→ **Exercise prompt**:
The answer is to be the data below, written out in full and exactly.

→ **Natural-language object grounding data**:
::::::
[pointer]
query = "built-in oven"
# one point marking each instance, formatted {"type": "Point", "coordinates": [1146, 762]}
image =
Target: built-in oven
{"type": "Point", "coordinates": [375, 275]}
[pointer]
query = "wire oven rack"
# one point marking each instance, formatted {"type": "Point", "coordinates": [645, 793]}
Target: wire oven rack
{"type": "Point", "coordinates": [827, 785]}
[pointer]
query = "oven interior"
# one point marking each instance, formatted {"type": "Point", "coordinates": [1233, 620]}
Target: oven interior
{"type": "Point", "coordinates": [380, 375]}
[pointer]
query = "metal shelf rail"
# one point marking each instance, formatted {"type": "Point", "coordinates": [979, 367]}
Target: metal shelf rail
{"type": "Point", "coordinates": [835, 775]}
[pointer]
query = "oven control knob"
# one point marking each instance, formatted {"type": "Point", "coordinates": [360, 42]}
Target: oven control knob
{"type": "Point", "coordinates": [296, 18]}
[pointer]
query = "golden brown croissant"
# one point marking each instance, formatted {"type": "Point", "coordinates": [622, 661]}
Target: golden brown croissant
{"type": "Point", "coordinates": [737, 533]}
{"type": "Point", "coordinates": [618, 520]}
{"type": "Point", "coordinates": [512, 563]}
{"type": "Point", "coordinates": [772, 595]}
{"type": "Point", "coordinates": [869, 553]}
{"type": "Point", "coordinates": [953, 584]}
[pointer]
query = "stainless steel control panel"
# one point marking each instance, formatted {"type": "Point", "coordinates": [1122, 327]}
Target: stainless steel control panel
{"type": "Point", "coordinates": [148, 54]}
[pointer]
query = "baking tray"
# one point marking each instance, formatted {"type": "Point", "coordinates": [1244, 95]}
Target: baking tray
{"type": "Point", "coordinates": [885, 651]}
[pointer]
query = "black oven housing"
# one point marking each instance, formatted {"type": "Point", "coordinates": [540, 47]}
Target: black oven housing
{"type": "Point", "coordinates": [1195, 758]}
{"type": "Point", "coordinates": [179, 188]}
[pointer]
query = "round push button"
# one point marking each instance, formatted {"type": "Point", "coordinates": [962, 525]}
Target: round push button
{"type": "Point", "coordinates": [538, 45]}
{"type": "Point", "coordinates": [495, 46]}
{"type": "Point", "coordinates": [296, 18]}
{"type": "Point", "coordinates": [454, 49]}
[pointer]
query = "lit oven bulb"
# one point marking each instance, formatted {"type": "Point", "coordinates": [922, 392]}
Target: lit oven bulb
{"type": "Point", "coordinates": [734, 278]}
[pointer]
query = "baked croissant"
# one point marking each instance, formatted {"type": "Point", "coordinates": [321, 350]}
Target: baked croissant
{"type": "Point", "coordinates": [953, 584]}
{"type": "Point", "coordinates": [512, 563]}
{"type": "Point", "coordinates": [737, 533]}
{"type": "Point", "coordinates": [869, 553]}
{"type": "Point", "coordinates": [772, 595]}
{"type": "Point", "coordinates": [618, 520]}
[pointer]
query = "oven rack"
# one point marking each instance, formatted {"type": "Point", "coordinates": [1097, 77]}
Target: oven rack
::::::
→ **Solution for this task**:
[pointer]
query = "built-in oven"
# one point marking each instance, formatted {"type": "Point", "coordinates": [1146, 762]}
image =
Target: built-in oven
{"type": "Point", "coordinates": [375, 275]}
[pointer]
query = "wire oven rack"
# one point marking each instance, formatted {"type": "Point", "coordinates": [645, 793]}
Target: wire oven rack
{"type": "Point", "coordinates": [827, 785]}
[pointer]
query = "oven interior"
# one point marking each instance, formatted {"type": "Point", "coordinates": [1233, 620]}
Target: oven interior
{"type": "Point", "coordinates": [380, 375]}
[pointer]
query = "metal shelf rail"
# one point marking each instance, formatted {"type": "Point", "coordinates": [979, 367]}
Target: metal shelf rail
{"type": "Point", "coordinates": [835, 775]}
[pointer]
query = "oven control knob"
# one point marking each instance, formatted {"type": "Point", "coordinates": [360, 42]}
Target: oven control knob
{"type": "Point", "coordinates": [296, 18]}
[pointer]
query = "golden brown croissant"
# one point marking each instance, formatted {"type": "Point", "coordinates": [622, 661]}
Target: golden brown croissant
{"type": "Point", "coordinates": [737, 533]}
{"type": "Point", "coordinates": [618, 520]}
{"type": "Point", "coordinates": [512, 563]}
{"type": "Point", "coordinates": [772, 595]}
{"type": "Point", "coordinates": [869, 553]}
{"type": "Point", "coordinates": [953, 584]}
[pointer]
query = "stainless steel control panel"
# one point marking each instance, formatted {"type": "Point", "coordinates": [1122, 327]}
Target: stainless steel control panel
{"type": "Point", "coordinates": [148, 54]}
[pointer]
query = "baking tray"
# one point marking each instance, formatted {"type": "Point", "coordinates": [1244, 95]}
Target: baking tray
{"type": "Point", "coordinates": [885, 651]}
[pointer]
query = "black oven housing"
# one point marking each instance, formatted {"type": "Point", "coordinates": [540, 47]}
Target: black oven housing
{"type": "Point", "coordinates": [1195, 758]}
{"type": "Point", "coordinates": [179, 188]}
[pointer]
query = "round push button"
# one point marking each instance, formatted {"type": "Point", "coordinates": [962, 525]}
Target: round push button
{"type": "Point", "coordinates": [538, 45]}
{"type": "Point", "coordinates": [495, 46]}
{"type": "Point", "coordinates": [296, 18]}
{"type": "Point", "coordinates": [454, 49]}
[pointer]
query = "lit oven bulb"
# one point marking each instance, formatted {"type": "Point", "coordinates": [922, 392]}
Target: lit oven bulb
{"type": "Point", "coordinates": [734, 278]}
[pointer]
query = "baked croissant"
# one point marking each instance, formatted {"type": "Point", "coordinates": [321, 350]}
Target: baked croissant
{"type": "Point", "coordinates": [953, 584]}
{"type": "Point", "coordinates": [512, 563]}
{"type": "Point", "coordinates": [737, 533]}
{"type": "Point", "coordinates": [869, 553]}
{"type": "Point", "coordinates": [772, 595]}
{"type": "Point", "coordinates": [618, 520]}
[pointer]
query = "oven rack"
# one point marking each instance, formatted {"type": "Point", "coordinates": [1097, 77]}
Target: oven rack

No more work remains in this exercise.